▶ **ASSIGNMENT**
Find each line below that includes "uniform", then copy it.

********

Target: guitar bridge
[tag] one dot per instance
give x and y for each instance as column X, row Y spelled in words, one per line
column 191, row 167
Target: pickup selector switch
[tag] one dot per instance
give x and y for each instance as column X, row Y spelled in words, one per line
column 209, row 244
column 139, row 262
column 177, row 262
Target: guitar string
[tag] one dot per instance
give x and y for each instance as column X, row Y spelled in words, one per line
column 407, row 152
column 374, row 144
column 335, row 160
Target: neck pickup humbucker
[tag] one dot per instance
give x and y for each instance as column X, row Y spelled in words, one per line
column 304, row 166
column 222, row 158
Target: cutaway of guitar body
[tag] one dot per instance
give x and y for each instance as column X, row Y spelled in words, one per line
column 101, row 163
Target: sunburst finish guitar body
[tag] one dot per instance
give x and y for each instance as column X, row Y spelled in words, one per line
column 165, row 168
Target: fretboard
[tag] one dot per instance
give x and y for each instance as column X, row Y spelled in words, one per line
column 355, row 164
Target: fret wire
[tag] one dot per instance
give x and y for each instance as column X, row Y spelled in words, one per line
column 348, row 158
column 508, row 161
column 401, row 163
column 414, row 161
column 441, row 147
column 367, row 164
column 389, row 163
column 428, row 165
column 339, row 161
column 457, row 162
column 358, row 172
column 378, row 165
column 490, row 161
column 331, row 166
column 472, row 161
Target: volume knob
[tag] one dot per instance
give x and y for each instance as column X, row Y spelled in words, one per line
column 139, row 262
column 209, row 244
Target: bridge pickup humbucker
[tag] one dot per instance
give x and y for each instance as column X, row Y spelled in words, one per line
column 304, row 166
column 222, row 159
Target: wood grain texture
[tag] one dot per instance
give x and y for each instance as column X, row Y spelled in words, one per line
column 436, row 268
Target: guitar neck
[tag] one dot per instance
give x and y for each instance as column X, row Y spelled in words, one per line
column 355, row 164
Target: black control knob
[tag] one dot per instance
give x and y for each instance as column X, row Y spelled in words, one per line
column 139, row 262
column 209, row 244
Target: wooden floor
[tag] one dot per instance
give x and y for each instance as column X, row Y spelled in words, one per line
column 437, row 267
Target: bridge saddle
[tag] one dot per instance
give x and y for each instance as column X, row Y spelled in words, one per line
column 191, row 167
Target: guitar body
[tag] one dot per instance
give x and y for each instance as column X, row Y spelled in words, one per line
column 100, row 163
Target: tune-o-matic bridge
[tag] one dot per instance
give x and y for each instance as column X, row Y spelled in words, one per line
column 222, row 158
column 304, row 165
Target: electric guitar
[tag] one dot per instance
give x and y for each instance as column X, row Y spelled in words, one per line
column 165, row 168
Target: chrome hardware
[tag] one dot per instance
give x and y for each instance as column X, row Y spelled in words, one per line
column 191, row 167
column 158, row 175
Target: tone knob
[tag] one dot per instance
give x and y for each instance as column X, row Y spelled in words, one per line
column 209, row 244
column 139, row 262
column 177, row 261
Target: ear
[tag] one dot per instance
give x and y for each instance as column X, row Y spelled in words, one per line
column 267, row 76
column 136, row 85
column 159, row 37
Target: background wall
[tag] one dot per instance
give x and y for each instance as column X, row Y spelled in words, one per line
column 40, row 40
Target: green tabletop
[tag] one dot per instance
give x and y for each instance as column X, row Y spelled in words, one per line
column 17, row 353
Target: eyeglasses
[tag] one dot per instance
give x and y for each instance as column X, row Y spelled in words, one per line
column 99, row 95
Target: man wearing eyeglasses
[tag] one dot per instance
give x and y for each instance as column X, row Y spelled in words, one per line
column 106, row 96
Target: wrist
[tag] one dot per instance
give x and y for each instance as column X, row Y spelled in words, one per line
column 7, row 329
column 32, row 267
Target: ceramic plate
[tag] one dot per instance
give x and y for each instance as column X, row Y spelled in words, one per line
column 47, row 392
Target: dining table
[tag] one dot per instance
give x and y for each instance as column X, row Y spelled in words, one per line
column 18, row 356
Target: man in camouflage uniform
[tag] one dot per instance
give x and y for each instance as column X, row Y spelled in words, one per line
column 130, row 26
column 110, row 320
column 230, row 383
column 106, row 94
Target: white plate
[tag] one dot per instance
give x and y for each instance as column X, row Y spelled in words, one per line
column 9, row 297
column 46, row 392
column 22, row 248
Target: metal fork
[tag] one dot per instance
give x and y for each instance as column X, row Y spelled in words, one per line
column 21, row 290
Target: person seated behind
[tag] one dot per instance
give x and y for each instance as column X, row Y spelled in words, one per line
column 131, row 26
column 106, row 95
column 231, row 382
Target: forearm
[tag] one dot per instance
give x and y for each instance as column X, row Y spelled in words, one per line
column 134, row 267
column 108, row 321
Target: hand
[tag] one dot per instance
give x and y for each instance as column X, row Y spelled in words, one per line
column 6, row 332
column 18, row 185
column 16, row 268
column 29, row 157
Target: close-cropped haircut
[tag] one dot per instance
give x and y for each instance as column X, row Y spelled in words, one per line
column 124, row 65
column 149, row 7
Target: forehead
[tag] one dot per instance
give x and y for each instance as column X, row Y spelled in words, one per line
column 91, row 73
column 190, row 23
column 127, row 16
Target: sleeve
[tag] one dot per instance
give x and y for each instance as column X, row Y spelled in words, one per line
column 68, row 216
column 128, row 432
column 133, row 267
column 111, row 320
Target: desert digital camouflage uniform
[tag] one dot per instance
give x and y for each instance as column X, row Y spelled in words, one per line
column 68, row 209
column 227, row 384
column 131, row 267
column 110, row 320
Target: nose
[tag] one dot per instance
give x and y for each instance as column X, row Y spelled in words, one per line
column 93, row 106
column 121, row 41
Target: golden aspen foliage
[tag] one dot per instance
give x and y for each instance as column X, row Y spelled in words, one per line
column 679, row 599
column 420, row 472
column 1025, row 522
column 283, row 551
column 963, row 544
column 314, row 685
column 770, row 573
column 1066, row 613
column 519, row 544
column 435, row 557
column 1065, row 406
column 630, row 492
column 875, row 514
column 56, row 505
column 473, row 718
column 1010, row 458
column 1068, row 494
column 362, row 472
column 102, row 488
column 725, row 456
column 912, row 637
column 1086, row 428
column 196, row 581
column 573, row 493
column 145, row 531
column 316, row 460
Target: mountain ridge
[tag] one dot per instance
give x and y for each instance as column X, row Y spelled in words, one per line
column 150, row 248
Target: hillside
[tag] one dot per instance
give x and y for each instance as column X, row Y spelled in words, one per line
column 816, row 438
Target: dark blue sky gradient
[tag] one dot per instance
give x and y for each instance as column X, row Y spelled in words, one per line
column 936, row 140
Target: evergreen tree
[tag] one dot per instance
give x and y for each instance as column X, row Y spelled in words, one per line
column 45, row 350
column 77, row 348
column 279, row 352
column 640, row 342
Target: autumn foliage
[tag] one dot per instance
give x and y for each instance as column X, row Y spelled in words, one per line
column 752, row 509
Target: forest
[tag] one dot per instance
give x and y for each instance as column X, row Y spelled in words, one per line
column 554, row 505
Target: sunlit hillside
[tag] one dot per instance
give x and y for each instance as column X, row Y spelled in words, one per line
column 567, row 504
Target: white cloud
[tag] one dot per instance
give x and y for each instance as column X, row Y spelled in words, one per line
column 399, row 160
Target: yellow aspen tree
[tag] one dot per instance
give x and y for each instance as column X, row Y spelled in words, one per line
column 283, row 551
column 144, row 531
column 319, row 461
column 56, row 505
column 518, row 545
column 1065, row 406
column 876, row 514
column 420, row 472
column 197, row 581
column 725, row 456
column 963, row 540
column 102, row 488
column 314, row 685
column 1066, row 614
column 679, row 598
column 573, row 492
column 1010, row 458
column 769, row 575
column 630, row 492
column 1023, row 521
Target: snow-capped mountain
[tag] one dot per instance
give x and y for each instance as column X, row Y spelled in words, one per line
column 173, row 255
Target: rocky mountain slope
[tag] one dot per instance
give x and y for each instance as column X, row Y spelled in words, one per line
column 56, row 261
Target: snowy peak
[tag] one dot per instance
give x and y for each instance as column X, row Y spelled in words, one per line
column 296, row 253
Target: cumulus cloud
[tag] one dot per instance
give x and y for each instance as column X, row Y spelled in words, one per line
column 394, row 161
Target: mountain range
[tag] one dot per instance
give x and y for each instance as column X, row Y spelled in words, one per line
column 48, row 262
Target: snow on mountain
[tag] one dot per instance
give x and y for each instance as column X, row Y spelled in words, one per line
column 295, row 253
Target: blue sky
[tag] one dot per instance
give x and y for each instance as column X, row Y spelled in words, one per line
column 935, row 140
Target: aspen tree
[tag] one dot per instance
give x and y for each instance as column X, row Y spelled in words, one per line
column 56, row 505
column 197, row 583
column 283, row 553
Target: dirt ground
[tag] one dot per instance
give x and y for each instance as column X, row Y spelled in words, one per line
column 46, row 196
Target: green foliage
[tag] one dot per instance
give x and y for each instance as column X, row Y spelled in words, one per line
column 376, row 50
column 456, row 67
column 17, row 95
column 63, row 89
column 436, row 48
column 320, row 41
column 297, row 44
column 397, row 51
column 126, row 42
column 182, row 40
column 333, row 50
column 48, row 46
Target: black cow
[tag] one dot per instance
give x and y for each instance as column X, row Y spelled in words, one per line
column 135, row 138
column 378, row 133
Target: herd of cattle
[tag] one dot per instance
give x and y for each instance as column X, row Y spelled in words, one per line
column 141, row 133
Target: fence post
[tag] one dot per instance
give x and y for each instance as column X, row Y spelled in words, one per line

********

▶ **YOUR RESPONSE**
Target: man in camouflage uniform
Target: desert digital camouflage uniform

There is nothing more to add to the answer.